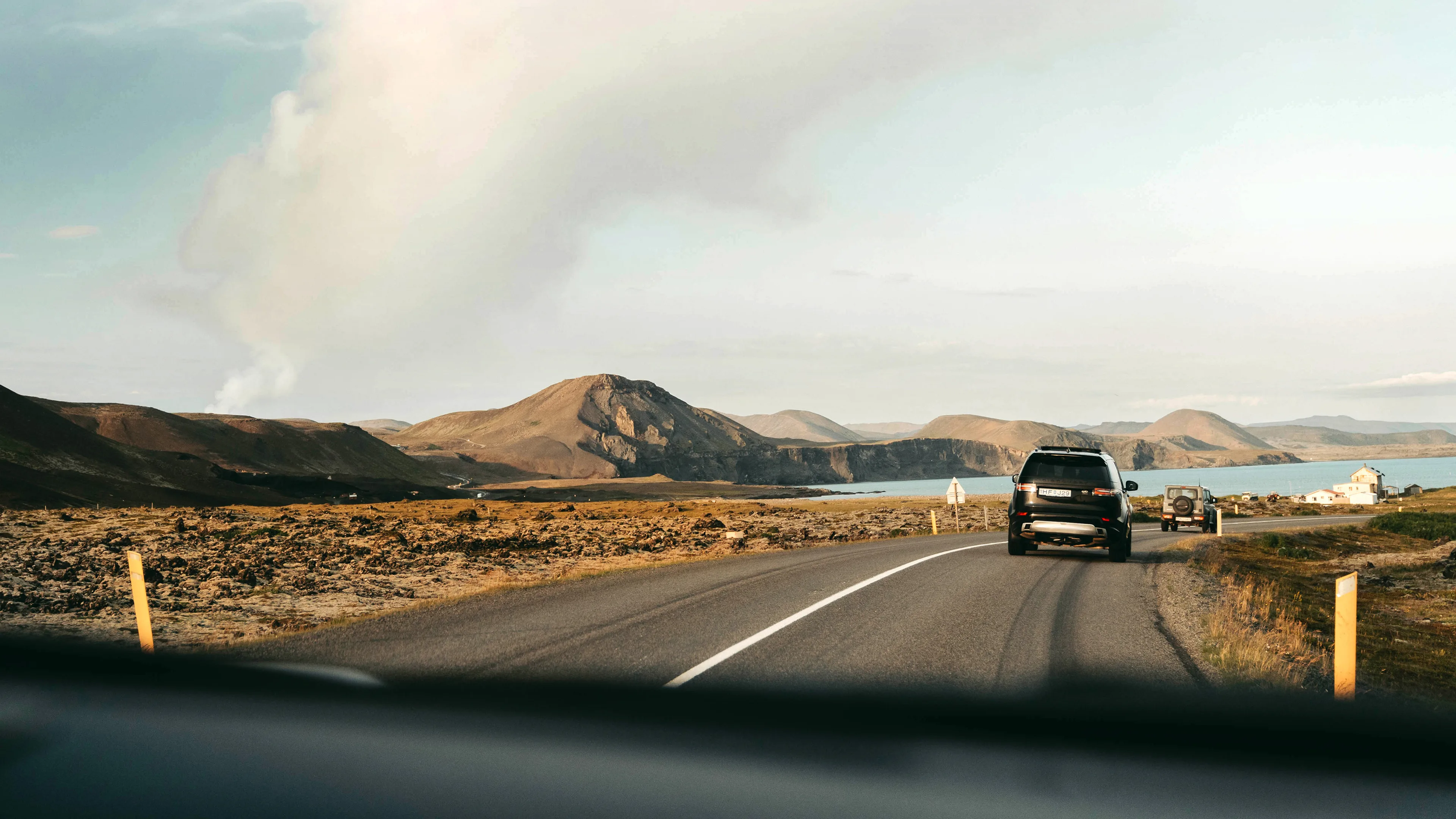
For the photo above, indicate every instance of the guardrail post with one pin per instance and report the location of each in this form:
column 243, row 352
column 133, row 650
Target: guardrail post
column 139, row 598
column 1346, row 592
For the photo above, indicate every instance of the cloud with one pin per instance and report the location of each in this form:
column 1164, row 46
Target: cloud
column 261, row 25
column 1200, row 400
column 73, row 232
column 433, row 167
column 1407, row 385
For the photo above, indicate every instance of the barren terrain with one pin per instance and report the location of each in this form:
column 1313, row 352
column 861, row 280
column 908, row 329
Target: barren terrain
column 238, row 573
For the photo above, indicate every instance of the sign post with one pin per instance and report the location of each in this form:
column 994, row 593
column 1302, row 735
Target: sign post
column 956, row 496
column 1346, row 592
column 139, row 598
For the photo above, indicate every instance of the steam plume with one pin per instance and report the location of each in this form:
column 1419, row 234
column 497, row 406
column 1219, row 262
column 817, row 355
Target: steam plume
column 456, row 152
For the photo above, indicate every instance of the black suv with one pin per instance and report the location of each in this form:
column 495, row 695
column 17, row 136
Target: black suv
column 1071, row 496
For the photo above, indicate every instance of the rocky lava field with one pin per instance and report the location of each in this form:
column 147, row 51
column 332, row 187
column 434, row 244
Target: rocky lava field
column 225, row 575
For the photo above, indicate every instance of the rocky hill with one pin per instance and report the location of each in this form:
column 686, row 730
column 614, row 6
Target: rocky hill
column 799, row 425
column 286, row 447
column 609, row 426
column 1206, row 428
column 382, row 429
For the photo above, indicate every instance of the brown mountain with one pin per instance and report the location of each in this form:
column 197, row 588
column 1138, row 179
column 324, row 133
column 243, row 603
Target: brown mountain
column 286, row 447
column 47, row 460
column 609, row 426
column 383, row 429
column 1017, row 435
column 799, row 425
column 1206, row 428
column 598, row 426
column 1116, row 429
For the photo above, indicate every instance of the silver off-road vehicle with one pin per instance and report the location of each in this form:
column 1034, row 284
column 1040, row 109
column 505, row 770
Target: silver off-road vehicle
column 1189, row 506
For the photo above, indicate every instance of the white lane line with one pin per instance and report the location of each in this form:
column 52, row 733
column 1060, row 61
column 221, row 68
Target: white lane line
column 800, row 615
column 806, row 613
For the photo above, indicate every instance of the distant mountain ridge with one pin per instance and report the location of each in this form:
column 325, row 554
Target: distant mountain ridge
column 1347, row 425
column 1208, row 428
column 887, row 430
column 289, row 447
column 1114, row 428
column 1301, row 438
column 799, row 425
column 1015, row 435
column 608, row 426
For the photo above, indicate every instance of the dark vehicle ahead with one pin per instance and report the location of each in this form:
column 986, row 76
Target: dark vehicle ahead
column 1071, row 496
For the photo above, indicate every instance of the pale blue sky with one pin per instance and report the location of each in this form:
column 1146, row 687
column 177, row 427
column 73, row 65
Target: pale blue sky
column 1071, row 216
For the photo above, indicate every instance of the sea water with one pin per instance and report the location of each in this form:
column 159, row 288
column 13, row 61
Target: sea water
column 1283, row 479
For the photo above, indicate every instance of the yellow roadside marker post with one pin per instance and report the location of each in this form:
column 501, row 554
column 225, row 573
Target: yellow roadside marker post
column 1346, row 592
column 139, row 598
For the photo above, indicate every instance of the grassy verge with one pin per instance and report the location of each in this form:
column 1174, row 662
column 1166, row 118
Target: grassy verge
column 1273, row 624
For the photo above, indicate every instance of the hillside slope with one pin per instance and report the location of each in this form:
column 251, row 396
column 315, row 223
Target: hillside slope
column 1206, row 428
column 1015, row 435
column 799, row 425
column 289, row 447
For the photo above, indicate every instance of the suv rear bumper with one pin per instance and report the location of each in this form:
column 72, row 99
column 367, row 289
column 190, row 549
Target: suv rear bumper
column 1068, row 532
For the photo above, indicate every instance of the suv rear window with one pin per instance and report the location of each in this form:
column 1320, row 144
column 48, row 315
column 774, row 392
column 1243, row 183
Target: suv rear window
column 1075, row 468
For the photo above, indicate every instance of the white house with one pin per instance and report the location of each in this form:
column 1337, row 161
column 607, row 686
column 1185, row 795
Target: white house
column 1365, row 480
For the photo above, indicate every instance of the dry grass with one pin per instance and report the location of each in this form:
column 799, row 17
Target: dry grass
column 1277, row 608
column 1253, row 640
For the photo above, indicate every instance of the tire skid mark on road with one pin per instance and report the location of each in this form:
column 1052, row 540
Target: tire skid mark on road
column 1064, row 661
column 1021, row 627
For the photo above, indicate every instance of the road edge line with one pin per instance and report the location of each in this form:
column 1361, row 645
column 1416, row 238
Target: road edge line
column 800, row 615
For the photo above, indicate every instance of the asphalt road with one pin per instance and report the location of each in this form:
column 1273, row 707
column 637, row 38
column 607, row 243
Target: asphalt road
column 974, row 617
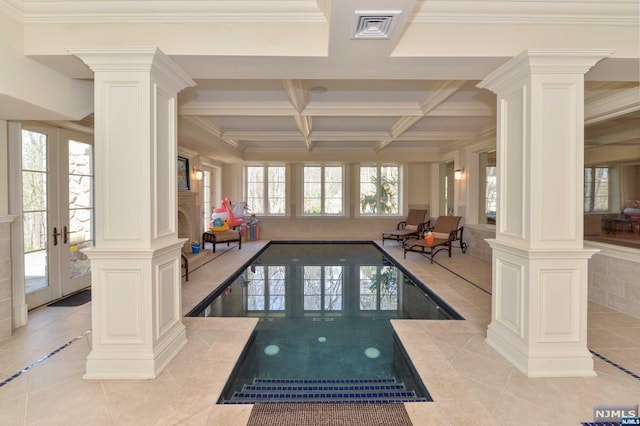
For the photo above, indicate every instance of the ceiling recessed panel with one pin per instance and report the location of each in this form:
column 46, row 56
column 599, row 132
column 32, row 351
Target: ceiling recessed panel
column 465, row 124
column 369, row 90
column 255, row 123
column 362, row 124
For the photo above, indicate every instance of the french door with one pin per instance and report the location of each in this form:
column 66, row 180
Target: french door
column 57, row 209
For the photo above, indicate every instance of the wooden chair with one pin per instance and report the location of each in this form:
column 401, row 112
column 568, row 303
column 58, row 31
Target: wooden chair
column 446, row 231
column 448, row 227
column 413, row 226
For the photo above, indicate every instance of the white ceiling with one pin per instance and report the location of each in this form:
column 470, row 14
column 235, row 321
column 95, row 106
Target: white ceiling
column 287, row 76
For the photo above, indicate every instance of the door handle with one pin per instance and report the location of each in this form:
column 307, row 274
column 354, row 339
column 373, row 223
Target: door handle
column 56, row 234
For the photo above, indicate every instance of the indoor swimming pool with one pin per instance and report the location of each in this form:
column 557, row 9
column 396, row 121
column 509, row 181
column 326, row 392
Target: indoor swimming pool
column 324, row 331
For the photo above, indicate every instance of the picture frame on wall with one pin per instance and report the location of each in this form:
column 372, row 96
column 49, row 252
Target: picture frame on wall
column 183, row 174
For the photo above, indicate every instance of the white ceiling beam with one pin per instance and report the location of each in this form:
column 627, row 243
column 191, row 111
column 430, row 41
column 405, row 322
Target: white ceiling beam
column 618, row 137
column 299, row 98
column 266, row 136
column 462, row 109
column 362, row 109
column 269, row 109
column 439, row 93
column 214, row 130
column 436, row 136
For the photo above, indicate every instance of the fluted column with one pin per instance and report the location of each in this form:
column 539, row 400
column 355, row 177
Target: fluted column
column 539, row 301
column 136, row 285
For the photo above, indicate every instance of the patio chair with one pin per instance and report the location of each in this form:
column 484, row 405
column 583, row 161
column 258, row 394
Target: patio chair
column 414, row 226
column 446, row 231
column 448, row 227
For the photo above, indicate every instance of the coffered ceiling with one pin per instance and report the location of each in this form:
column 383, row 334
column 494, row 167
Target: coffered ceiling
column 363, row 79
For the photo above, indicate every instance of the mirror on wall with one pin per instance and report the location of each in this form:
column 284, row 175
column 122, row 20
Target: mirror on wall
column 612, row 181
column 447, row 189
column 487, row 188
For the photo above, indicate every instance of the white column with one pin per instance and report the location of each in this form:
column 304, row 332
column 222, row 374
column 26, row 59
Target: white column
column 539, row 306
column 136, row 286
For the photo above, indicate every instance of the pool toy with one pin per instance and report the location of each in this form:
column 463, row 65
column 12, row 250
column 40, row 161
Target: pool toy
column 233, row 212
column 219, row 224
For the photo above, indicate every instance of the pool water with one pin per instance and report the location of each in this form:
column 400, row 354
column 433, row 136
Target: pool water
column 324, row 313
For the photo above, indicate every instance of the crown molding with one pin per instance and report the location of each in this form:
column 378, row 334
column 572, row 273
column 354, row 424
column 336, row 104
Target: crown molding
column 542, row 61
column 141, row 11
column 610, row 13
column 462, row 109
column 13, row 8
column 616, row 105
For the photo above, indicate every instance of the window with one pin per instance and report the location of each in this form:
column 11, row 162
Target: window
column 266, row 288
column 487, row 187
column 266, row 189
column 323, row 288
column 378, row 288
column 206, row 199
column 379, row 190
column 596, row 189
column 323, row 190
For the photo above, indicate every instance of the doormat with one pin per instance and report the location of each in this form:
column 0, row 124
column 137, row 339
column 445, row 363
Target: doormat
column 329, row 414
column 75, row 299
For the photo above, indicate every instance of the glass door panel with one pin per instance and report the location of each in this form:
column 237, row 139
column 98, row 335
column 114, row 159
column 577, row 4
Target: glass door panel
column 58, row 211
column 79, row 231
column 36, row 217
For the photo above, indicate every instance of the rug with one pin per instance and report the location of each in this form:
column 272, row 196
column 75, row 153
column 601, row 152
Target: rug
column 338, row 414
column 75, row 299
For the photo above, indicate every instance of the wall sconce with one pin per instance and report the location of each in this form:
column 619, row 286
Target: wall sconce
column 198, row 173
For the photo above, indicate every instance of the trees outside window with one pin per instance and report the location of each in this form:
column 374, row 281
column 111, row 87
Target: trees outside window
column 379, row 190
column 265, row 187
column 323, row 190
column 596, row 189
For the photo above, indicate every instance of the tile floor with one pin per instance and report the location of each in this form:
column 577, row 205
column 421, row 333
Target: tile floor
column 470, row 382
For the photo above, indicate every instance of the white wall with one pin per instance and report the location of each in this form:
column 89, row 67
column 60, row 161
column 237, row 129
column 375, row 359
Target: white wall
column 31, row 91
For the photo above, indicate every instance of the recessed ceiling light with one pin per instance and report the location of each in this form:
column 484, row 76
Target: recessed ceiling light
column 374, row 24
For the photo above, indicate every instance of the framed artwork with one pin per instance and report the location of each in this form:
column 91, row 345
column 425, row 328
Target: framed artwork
column 183, row 174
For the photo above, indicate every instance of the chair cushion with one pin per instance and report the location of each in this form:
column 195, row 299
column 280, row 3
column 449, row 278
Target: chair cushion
column 446, row 224
column 227, row 236
column 416, row 216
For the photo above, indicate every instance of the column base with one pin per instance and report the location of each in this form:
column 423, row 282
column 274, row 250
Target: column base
column 547, row 362
column 139, row 364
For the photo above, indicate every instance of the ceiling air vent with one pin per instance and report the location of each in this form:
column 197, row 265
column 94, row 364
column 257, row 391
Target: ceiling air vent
column 374, row 24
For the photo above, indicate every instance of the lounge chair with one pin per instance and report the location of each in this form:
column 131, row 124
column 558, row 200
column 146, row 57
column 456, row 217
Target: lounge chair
column 446, row 232
column 414, row 226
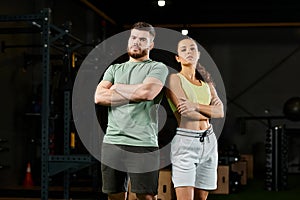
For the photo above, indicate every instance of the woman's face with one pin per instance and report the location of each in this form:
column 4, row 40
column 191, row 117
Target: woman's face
column 188, row 53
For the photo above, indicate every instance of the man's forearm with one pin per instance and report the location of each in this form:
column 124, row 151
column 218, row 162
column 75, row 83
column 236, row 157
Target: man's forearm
column 110, row 98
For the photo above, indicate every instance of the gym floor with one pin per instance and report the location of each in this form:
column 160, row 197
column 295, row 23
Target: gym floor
column 253, row 190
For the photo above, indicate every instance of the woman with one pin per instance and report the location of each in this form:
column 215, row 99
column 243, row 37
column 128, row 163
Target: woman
column 194, row 101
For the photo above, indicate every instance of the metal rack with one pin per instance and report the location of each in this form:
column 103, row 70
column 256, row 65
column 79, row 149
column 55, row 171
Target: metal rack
column 52, row 164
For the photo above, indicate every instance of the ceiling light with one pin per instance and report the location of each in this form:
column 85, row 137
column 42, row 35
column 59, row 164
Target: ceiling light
column 161, row 3
column 184, row 31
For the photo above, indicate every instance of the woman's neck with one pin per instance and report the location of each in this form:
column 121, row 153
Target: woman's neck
column 189, row 73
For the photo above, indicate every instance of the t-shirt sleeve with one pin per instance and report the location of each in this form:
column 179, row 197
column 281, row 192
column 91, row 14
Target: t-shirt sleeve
column 109, row 74
column 159, row 71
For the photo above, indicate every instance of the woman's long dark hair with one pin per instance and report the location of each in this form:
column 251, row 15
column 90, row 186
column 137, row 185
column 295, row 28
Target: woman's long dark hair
column 203, row 75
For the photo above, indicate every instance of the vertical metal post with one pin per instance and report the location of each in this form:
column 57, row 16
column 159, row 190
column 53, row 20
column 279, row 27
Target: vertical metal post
column 66, row 141
column 45, row 103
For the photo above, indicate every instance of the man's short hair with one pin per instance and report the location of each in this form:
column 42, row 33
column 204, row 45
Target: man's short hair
column 145, row 27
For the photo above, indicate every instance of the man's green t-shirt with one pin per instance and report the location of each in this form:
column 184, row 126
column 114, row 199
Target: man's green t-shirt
column 135, row 123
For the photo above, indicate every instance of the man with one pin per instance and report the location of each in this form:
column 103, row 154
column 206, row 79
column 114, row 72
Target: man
column 131, row 91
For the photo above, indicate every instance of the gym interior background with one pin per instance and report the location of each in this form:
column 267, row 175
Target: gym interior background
column 255, row 46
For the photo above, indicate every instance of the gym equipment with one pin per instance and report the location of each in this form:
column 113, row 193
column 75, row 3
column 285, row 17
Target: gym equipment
column 291, row 109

^^^^

Reproduce the lines of the entries above from the one with "Target: rug" to the one with "column 89, row 67", both included, exactly and without any other line.

Target: rug
column 338, row 414
column 75, row 299
For the photo above, indicate every instance of the wall sconce with one pin per instance and report the location of each in this form:
column 619, row 286
Target: wall sconce
column 198, row 173
For the photo above, indicate every instance of the trees outside window with one pin per instance and report the location of each in this form:
column 374, row 281
column 111, row 87
Target: trees outside window
column 379, row 190
column 265, row 187
column 323, row 190
column 596, row 189
For the photo above, indicate every instance of the tile floor with one pin per instance and report the location of each in this form:
column 577, row 205
column 421, row 333
Target: tile floor
column 470, row 382
For the photo above, indicate every instance of the white wall with one pin per instance and report the location of each in this form:
column 89, row 67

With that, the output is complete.